__GOAL OF THE EXERCISE__
In the film review, which actor plays Margo's father?

__PASSAGE SHOWN__
=== Begin Enclosure ===
B+ Road picture/Coming of age drama
Written by Haroula Rose, from the novel by Bonnie Jo Campbell
Directed by Haroula Rose
You can’t help worrying for Margo (Kenadi DelaCerna). And yet you can’t help admiring her as well. A teenage girl living with her father in a small house by the river, she’s also an exceptional shot with a rifle; a necessity in their way of life.
To a certain extent, Once Upon a River is a suspenseful action movie. But it’s also a family saga, whether the various families involved are biological or created on the spot.
Margo’s mother disappeared long ago, and she and her father are at least partly dependent on the mother’s side of the family…which is also the white side of the family. Margo’s father (Tatanka Means) is Native American, and therefore so is she.
Not that that means much to Margo. In one scene, she meets another American Indian who asks her tribe. She doesn’t know. Her father, apparently, never told her.
Her mother’s biological family is relatively wealthy, and looks down on their poor and not-white relatives. Margo’s cousins, all boys, can’t stand that the best shot in the family is a dark-skinned teenaged girl.
Early on, something very bad happens. One terrible event follows another, and Margo must run away. Or at least she feels that she needs to run away. The police want to talk to her, but they don’t seem to be in a hurry to do so.
=== End Enclosure ===
__RAW DATA__
=== Begin Enclosure ===
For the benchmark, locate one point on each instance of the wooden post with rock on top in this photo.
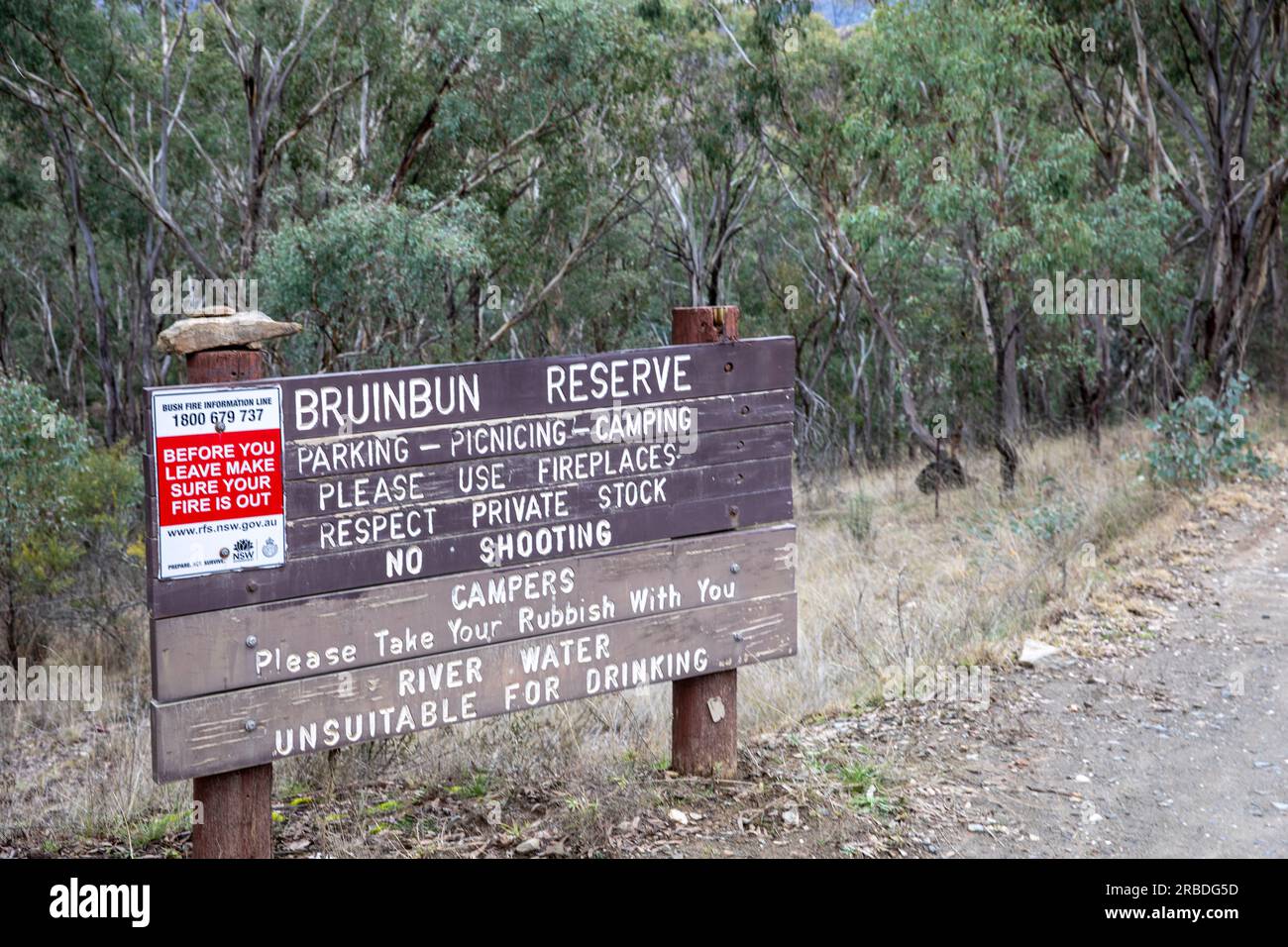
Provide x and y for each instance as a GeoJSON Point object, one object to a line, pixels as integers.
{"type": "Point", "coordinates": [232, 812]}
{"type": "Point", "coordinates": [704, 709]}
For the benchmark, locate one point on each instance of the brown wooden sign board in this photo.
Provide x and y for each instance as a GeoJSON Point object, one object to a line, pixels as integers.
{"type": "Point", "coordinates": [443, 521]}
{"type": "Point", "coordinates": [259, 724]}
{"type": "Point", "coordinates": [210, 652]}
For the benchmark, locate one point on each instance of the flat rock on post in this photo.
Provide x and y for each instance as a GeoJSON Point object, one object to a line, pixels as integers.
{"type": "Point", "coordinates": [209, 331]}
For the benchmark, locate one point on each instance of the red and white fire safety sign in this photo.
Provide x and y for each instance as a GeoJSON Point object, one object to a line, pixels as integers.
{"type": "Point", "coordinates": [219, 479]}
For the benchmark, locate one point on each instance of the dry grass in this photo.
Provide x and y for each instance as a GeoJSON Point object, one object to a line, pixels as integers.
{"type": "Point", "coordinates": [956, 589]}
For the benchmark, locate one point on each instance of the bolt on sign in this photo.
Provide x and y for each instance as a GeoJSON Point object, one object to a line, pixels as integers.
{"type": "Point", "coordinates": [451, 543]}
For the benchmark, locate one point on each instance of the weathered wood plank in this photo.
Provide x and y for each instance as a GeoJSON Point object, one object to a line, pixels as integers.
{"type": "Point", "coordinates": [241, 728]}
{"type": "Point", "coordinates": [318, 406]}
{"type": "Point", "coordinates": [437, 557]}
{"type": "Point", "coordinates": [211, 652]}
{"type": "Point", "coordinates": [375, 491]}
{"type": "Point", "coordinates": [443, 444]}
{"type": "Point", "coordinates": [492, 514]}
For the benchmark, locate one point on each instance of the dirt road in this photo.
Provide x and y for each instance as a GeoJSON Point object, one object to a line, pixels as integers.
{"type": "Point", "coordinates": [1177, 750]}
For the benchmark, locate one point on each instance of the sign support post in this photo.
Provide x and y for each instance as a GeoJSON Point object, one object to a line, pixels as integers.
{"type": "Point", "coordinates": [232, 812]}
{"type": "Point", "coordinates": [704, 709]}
=== End Enclosure ===
__SOLUTION FOR THIS TASK__
Tatanka Means